→ Exercise materials
- Opening Delimiter -

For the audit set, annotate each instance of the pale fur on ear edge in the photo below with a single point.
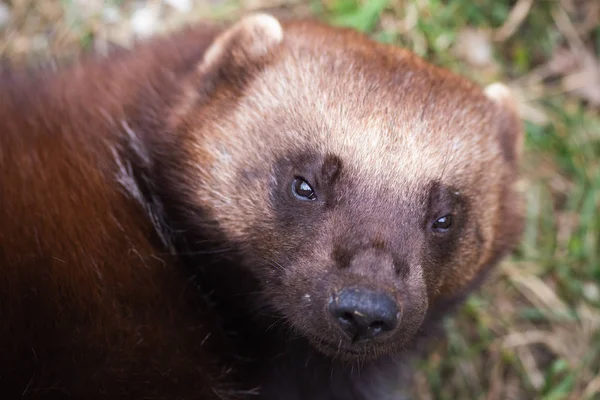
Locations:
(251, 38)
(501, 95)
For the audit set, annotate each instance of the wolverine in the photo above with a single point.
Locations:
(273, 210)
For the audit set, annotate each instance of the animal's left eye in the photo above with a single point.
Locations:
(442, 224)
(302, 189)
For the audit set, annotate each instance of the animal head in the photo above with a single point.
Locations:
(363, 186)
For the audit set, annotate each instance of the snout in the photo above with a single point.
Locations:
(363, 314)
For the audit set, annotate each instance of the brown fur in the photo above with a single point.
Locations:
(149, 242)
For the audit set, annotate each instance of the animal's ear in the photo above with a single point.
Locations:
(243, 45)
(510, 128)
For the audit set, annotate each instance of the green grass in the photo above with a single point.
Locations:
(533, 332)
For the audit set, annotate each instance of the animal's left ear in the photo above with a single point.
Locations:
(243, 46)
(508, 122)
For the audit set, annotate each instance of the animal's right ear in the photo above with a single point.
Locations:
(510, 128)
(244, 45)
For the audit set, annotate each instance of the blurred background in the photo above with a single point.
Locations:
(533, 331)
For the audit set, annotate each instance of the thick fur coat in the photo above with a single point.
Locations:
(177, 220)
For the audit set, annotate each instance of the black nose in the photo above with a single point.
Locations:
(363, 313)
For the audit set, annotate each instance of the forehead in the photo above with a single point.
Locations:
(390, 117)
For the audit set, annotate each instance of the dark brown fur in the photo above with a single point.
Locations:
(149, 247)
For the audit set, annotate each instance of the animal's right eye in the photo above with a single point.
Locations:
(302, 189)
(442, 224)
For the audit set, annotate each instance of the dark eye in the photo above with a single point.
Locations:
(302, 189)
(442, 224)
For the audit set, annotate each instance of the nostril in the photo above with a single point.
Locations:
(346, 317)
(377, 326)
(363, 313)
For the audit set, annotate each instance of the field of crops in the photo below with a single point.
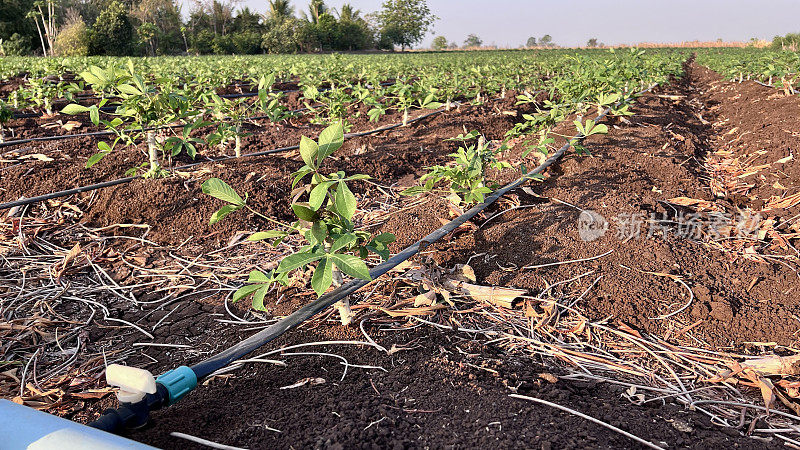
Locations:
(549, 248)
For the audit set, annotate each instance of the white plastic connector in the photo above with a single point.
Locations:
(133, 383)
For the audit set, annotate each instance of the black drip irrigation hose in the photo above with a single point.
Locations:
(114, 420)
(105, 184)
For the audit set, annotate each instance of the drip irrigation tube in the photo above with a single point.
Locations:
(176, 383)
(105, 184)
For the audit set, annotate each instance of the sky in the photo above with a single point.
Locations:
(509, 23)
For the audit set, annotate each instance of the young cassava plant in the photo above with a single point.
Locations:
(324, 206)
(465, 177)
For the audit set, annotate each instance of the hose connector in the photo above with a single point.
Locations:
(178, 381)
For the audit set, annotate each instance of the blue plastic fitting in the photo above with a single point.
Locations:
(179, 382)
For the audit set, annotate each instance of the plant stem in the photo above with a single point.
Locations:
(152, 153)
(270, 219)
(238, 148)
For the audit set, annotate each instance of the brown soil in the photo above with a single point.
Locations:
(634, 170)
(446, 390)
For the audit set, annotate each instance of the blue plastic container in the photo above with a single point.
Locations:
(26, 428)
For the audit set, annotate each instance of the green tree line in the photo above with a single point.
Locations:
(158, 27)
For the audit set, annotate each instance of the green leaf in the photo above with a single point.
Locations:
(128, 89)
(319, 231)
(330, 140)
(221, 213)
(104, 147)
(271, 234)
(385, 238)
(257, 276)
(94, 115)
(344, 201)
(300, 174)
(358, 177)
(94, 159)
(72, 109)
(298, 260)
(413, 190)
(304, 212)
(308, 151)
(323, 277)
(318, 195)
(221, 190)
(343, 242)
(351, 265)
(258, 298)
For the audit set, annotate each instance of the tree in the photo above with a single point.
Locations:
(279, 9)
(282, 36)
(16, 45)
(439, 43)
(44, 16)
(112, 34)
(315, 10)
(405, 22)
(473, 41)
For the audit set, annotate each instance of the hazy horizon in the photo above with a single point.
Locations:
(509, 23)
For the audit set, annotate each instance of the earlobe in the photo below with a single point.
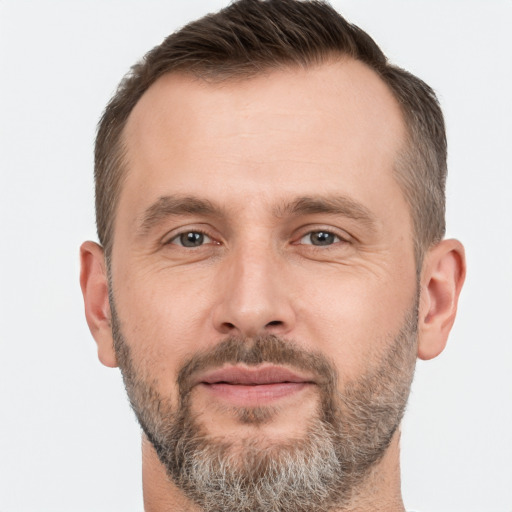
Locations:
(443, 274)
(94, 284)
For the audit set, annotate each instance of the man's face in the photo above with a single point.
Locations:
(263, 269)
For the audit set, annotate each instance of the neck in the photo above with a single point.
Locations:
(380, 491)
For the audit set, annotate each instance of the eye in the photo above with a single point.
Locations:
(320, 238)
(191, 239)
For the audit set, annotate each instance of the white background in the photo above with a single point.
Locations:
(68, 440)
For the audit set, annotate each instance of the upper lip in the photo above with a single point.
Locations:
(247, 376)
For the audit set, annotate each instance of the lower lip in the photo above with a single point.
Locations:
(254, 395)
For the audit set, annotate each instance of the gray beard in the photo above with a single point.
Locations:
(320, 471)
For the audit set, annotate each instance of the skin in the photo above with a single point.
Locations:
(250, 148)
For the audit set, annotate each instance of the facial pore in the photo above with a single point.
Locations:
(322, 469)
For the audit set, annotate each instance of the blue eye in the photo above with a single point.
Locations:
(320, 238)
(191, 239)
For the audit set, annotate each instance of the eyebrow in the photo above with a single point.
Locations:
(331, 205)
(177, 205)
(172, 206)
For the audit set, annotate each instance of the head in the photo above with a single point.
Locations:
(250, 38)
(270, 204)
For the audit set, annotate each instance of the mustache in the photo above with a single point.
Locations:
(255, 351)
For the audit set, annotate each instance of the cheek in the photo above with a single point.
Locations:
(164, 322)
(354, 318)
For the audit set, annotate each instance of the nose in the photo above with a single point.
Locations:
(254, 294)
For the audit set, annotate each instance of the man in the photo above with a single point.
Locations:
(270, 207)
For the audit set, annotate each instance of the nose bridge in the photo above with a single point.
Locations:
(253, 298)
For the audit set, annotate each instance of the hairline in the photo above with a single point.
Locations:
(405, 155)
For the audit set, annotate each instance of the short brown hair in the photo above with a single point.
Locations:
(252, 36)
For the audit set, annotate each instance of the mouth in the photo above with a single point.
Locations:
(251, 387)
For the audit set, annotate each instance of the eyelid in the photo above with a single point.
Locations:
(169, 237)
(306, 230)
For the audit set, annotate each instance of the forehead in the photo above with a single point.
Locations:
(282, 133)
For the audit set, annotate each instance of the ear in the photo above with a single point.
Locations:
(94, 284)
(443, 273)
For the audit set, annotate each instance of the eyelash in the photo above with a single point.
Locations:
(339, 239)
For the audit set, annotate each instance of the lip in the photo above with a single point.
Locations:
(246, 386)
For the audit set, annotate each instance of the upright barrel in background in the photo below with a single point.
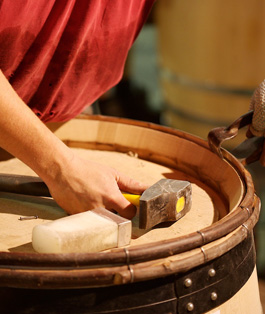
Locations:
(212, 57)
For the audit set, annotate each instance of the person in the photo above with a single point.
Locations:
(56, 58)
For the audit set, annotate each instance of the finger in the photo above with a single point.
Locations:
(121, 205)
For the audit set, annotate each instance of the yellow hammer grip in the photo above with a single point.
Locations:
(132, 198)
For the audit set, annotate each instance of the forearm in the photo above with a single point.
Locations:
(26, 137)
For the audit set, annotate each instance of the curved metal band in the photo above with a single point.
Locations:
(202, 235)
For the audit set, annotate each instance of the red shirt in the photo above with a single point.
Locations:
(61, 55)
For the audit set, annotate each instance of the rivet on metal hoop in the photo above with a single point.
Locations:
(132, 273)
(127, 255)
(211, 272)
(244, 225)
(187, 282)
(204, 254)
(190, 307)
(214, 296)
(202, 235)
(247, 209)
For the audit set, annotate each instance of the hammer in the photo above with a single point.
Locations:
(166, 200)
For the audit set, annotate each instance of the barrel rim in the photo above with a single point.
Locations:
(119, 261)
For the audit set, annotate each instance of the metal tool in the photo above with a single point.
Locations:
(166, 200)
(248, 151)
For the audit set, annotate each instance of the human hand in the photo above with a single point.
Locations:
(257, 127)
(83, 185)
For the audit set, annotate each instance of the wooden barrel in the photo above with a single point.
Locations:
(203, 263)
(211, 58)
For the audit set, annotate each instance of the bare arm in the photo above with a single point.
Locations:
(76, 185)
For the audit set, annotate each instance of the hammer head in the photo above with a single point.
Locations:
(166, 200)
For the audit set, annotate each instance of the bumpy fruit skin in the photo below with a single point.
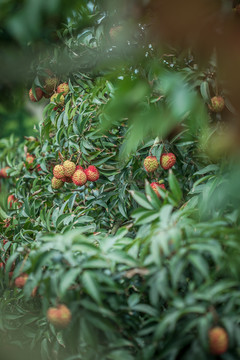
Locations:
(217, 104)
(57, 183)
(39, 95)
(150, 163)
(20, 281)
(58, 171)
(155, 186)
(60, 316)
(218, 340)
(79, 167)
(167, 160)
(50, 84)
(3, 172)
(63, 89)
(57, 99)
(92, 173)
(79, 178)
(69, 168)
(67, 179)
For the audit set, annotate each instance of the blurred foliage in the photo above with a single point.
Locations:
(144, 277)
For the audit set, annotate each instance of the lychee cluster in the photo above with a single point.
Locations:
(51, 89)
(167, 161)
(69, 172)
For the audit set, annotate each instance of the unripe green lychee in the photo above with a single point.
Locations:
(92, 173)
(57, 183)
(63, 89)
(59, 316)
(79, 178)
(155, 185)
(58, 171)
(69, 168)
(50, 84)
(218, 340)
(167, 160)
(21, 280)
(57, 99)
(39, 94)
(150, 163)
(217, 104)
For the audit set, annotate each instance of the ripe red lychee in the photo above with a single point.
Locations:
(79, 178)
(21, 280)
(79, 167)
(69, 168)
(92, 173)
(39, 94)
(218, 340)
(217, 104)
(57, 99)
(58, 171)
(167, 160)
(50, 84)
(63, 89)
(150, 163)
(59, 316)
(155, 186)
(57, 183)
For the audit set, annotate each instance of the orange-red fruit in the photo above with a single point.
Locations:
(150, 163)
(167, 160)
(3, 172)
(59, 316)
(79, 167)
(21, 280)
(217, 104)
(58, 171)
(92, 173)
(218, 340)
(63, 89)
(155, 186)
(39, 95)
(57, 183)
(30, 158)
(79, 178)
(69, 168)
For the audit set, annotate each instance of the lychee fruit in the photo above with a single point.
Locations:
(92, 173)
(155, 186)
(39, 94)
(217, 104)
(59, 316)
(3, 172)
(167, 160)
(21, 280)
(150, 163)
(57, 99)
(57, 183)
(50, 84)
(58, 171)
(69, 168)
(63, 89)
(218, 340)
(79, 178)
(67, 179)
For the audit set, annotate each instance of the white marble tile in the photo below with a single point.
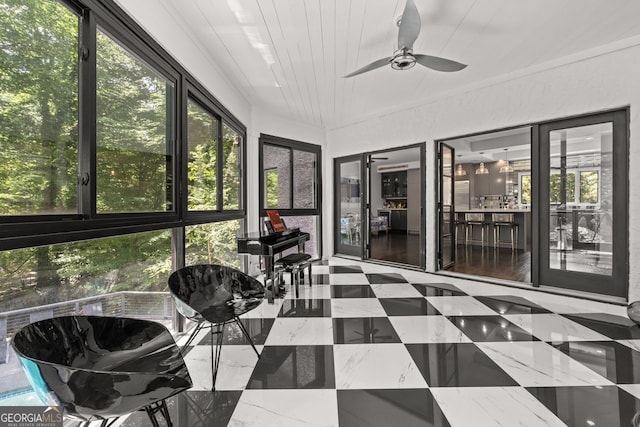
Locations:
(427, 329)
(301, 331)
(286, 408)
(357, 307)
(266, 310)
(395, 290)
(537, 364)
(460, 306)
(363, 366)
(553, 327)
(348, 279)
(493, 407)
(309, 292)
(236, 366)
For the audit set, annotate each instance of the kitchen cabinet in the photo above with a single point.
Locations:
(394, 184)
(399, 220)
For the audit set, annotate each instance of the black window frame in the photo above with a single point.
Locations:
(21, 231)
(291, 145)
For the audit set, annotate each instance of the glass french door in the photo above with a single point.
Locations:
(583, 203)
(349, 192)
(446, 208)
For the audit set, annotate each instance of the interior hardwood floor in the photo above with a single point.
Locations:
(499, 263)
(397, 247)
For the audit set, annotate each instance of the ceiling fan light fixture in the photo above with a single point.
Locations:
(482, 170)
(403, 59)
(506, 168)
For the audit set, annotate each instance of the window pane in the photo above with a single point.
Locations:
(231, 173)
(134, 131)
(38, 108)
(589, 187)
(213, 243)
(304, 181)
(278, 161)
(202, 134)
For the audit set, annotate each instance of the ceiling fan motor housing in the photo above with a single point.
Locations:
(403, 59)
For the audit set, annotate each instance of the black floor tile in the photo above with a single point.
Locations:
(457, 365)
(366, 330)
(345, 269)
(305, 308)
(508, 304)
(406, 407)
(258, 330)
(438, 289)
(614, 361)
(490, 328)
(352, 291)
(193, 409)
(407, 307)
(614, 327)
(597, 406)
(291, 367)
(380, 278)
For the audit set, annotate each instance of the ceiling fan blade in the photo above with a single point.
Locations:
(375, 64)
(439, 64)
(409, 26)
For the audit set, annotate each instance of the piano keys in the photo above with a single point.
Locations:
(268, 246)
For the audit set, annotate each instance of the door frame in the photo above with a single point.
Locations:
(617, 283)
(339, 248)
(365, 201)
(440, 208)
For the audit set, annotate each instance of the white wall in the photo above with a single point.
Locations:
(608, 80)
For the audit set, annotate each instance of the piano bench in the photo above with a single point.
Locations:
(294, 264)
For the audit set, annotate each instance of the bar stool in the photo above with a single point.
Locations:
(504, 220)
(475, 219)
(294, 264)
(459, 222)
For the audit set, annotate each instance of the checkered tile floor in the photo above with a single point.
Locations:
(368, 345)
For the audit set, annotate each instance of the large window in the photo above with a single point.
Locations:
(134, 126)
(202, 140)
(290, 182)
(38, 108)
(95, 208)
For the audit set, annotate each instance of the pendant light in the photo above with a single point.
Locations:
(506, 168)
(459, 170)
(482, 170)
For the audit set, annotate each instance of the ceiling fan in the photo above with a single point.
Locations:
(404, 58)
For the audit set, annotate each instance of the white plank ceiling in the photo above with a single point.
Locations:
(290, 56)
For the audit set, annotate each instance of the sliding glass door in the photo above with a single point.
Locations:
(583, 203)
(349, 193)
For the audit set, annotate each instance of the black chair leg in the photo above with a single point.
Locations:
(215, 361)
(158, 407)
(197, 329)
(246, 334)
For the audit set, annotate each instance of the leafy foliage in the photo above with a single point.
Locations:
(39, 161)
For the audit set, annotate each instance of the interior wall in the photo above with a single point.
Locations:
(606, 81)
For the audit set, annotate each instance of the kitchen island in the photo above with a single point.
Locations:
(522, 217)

- Closing Delimiter -

→ Problem to solve
In the entries above, find the line that contains "For the audit set, annotate each instance of the thick", then repeat exactly every line from the first one through that line, with no pictures.

→ Task output
For the audit set, annotate each instance of the pale fur on ear edge in the photo below with a single point.
Locations:
(251, 38)
(501, 95)
For the audit set, annotate each instance of the wolverine in the photo above with a single point.
Locations:
(273, 210)
For the audit set, annotate each instance of the animal's left eye in the photo above with a single point.
Locations:
(442, 224)
(302, 189)
For the audit set, annotate each instance of the animal head in the photo above with a single point.
Locations:
(363, 186)
For the audit set, annotate each instance of the snout in the photo above with a single point.
Locations:
(363, 314)
For the audit set, annotate each instance of the brown fur in the photo above with a single point.
Locations:
(149, 242)
For the audit set, annotate each instance of the animal's ear in the photo above with a single point.
Locations:
(243, 45)
(510, 128)
For the audit set, annotate each instance of the green grass in the photo above with a single point.
Locations:
(533, 332)
For the audit set, annotate each instance of the animal's left ear in the photo above with a single point.
Locations:
(243, 46)
(508, 122)
For the audit set, annotate each instance of the animal's right ear in the photo above with a single point.
Locations:
(510, 128)
(244, 45)
For the audit set, annotate each instance of the blurred background in the photo above with a single point.
Locations:
(533, 331)
For the audit set, annotate each instance of the thick fur coat in the photo above with a single point.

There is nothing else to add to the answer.